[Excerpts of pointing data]
○ ○ ○ ○

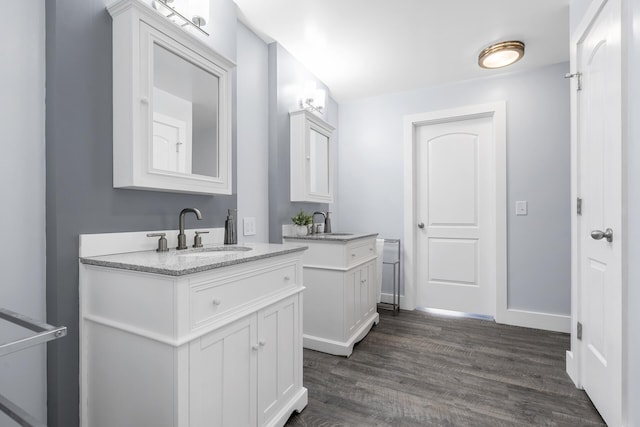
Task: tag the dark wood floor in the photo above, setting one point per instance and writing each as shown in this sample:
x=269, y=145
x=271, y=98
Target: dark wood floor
x=418, y=369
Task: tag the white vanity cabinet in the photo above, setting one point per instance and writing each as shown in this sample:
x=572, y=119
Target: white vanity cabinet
x=227, y=380
x=339, y=277
x=221, y=347
x=311, y=158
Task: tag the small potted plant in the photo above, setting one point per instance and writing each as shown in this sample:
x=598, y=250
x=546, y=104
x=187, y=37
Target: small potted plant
x=302, y=220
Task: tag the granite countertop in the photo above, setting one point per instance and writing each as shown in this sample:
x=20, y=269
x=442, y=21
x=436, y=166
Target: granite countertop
x=180, y=263
x=338, y=237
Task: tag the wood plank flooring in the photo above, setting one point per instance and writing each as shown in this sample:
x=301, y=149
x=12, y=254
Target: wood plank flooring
x=419, y=369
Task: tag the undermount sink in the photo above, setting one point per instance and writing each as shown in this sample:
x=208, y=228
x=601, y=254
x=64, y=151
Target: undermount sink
x=218, y=251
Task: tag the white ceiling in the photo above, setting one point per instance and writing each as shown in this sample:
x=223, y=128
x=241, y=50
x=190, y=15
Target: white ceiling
x=361, y=48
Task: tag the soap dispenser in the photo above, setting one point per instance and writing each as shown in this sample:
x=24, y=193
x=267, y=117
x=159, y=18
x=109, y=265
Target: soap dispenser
x=327, y=223
x=230, y=235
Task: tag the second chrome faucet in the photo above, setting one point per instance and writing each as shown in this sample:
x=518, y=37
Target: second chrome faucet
x=182, y=238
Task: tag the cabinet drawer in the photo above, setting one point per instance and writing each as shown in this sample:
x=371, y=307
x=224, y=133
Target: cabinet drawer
x=211, y=300
x=360, y=252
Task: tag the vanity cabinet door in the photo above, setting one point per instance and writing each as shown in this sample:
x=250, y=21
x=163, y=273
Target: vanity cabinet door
x=222, y=376
x=279, y=357
x=352, y=288
x=368, y=294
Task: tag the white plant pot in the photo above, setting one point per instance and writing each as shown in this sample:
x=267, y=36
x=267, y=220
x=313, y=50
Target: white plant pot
x=301, y=230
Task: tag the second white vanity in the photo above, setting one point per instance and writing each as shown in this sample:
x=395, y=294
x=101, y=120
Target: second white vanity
x=199, y=337
x=340, y=296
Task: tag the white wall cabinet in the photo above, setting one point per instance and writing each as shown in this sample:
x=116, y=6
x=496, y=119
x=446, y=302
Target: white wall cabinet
x=339, y=277
x=311, y=158
x=216, y=348
x=172, y=106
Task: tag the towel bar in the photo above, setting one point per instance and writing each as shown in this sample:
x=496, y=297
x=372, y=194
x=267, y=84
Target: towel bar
x=44, y=333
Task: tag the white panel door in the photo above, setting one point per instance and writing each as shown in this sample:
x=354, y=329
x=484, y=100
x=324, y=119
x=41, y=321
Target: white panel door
x=456, y=216
x=599, y=185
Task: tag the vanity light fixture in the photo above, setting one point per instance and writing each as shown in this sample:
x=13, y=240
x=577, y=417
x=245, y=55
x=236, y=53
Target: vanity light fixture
x=501, y=54
x=199, y=8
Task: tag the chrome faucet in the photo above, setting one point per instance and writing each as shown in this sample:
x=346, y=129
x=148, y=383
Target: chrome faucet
x=313, y=227
x=182, y=239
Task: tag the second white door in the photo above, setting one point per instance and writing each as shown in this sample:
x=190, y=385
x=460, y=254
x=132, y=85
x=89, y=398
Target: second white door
x=456, y=199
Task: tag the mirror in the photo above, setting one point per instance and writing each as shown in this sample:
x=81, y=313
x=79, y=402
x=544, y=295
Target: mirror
x=172, y=106
x=185, y=116
x=311, y=158
x=318, y=162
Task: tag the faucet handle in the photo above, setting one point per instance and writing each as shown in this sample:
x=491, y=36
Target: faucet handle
x=162, y=241
x=197, y=240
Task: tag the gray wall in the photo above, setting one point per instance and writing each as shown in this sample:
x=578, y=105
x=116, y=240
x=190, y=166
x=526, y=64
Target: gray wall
x=79, y=193
x=253, y=133
x=22, y=187
x=538, y=144
x=286, y=74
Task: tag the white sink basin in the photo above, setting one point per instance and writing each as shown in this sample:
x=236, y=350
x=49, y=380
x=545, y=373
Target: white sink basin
x=219, y=251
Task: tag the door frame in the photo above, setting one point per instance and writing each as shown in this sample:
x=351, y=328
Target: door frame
x=497, y=111
x=574, y=356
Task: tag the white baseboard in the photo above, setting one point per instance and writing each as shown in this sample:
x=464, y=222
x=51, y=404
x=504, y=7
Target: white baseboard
x=388, y=299
x=535, y=320
x=572, y=368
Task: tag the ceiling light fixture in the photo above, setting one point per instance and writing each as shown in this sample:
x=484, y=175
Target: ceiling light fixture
x=501, y=54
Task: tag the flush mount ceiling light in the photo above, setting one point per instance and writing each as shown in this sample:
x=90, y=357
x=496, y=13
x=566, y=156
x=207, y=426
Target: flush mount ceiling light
x=501, y=54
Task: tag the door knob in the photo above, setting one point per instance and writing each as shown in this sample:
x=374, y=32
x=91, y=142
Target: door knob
x=599, y=234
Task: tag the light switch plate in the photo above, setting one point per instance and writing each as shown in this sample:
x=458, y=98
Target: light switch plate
x=521, y=207
x=249, y=226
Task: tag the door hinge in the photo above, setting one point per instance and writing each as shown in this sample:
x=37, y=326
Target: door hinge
x=579, y=331
x=579, y=206
x=572, y=75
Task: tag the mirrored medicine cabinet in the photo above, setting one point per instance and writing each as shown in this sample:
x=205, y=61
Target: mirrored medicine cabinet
x=171, y=106
x=311, y=158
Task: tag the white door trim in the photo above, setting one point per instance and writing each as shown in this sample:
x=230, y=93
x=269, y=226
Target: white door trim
x=497, y=111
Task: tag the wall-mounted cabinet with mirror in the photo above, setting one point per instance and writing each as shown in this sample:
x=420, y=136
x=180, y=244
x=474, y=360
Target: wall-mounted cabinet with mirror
x=311, y=158
x=171, y=106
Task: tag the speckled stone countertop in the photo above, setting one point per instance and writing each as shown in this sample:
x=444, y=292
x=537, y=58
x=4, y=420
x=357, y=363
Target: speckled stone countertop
x=338, y=237
x=188, y=261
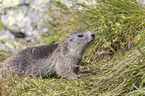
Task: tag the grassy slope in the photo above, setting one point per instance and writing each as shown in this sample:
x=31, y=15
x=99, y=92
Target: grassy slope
x=118, y=25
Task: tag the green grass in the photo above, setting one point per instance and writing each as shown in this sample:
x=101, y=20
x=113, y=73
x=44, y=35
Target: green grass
x=113, y=65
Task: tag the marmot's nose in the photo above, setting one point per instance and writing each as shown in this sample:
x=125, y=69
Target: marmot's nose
x=93, y=36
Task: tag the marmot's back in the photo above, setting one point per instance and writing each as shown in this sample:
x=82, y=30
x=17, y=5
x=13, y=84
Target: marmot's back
x=56, y=59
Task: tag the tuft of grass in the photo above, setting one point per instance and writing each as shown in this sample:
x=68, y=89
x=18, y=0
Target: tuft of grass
x=115, y=62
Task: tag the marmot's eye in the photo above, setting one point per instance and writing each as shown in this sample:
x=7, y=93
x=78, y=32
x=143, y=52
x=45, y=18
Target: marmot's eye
x=70, y=39
x=80, y=35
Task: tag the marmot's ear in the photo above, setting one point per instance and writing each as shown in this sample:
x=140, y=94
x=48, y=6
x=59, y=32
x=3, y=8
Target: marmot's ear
x=62, y=45
x=70, y=39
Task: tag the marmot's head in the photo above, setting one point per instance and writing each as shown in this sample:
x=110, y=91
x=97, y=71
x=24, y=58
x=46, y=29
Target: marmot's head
x=77, y=41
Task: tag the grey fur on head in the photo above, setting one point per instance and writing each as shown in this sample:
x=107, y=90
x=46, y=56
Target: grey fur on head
x=61, y=60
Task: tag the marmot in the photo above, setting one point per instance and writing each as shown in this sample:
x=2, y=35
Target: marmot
x=61, y=60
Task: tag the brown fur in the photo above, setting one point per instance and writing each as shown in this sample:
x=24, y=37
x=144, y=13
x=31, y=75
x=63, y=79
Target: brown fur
x=61, y=60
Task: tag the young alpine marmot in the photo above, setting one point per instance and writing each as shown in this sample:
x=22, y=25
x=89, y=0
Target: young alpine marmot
x=61, y=60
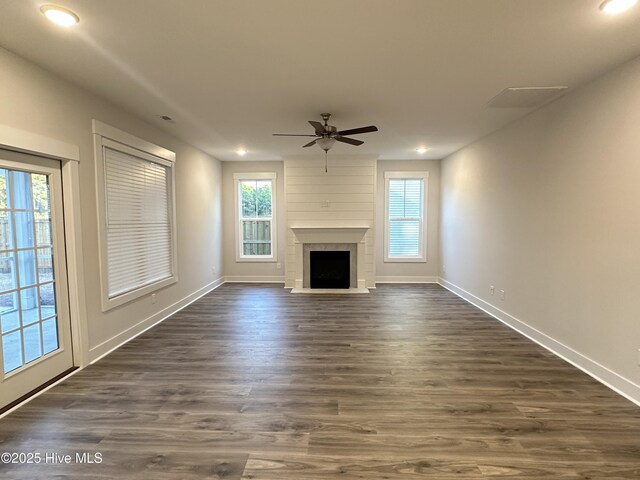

○ ○ ○ ○

What you will do
Write out, word for word, the lines above from the one containing "Task: tag the chrome" through the one containing "x=182, y=239", with both of those lines included.

Complete output
Task: tag the chrome faucet in the photo above, setting one point per instance and writing each as shown in this sample:
x=346, y=129
x=148, y=383
Target: chrome faucet
x=313, y=227
x=182, y=239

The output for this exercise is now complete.